╔══

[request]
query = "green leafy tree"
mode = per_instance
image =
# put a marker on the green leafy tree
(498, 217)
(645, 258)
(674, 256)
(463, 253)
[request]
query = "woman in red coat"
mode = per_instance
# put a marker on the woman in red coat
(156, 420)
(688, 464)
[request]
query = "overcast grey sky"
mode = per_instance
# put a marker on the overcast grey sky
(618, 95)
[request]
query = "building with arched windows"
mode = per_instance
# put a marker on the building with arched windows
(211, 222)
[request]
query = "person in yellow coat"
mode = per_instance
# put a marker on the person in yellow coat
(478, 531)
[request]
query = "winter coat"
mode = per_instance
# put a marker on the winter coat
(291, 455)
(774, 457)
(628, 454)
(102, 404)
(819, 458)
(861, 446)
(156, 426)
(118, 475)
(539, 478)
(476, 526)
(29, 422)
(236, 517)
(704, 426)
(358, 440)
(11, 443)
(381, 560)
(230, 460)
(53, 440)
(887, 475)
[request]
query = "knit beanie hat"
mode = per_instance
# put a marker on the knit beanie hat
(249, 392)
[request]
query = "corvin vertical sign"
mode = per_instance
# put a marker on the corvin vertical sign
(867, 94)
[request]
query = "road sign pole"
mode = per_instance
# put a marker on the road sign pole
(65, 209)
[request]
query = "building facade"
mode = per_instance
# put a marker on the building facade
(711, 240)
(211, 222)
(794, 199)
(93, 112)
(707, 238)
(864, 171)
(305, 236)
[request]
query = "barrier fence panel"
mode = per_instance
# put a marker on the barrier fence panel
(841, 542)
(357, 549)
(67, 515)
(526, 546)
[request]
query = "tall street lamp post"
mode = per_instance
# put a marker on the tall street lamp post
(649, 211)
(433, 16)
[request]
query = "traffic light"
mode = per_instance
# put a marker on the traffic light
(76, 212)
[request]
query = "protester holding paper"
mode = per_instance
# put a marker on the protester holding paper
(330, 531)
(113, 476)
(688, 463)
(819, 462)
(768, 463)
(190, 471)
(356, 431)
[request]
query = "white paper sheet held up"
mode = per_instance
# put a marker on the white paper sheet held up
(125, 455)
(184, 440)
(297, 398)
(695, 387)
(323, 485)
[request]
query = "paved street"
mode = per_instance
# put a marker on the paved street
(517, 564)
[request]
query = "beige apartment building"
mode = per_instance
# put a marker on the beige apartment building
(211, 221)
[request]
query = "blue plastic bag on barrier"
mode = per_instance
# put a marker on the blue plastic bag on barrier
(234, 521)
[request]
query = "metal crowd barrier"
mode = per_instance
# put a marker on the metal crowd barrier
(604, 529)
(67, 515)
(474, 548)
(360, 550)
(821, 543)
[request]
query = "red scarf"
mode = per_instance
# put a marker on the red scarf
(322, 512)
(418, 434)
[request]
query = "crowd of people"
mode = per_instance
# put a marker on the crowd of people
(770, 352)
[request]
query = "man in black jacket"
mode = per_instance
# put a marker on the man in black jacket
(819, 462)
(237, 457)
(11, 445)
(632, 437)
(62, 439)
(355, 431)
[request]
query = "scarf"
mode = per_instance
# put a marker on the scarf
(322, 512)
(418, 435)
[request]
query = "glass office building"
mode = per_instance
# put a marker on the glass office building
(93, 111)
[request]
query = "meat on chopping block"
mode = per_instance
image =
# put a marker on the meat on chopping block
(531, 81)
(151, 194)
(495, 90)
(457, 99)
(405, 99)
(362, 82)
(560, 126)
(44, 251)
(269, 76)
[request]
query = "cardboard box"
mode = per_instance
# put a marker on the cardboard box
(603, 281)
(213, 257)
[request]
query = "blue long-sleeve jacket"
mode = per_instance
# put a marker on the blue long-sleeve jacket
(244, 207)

╚══

**EXERCISE REQUIREMENTS**
From the listing above, pull out each line that contains the word "road".

**WRITTEN RESPONSE**
query = "road sign pole"
# put a marker on the road sign pole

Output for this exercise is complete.